Turn every line of the records into a Markdown table with the columns "Row" and "Line", numbering the rows in order and leaving out any blank lines.

Excerpted records:
.....

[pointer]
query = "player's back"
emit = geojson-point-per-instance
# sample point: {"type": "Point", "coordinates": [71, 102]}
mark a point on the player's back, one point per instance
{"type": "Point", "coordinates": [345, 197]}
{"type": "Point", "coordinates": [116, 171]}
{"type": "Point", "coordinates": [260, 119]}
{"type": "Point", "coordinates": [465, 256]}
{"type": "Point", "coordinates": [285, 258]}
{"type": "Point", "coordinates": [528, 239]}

.....

Answer to the problem:
| Row | Line |
|---|---|
| 1 | [pointer] |
| 2 | query = "player's back" |
| 3 | emit = geojson-point-per-instance |
| 4 | # sample point: {"type": "Point", "coordinates": [71, 102]} |
| 5 | mark a point on the player's back, one point per instance |
| 6 | {"type": "Point", "coordinates": [345, 197]} |
| 7 | {"type": "Point", "coordinates": [116, 171]} |
| 8 | {"type": "Point", "coordinates": [260, 119]} |
| 9 | {"type": "Point", "coordinates": [465, 256]} |
| 10 | {"type": "Point", "coordinates": [285, 258]} |
| 11 | {"type": "Point", "coordinates": [528, 239]} |